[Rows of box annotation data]
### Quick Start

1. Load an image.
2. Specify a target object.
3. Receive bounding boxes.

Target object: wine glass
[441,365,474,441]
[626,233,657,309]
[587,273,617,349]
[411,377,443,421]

SHORT PROBLEM:
Reproduce the listing above verbatim, from its first line through its last.

ANSWER TO THIS EXERCISE:
### Quick Start

1. Load an image.
2. Specify a target object.
3. Receive bounding boxes.

Target object: wine glass
[441,365,474,441]
[626,233,657,309]
[587,273,617,349]
[411,377,443,421]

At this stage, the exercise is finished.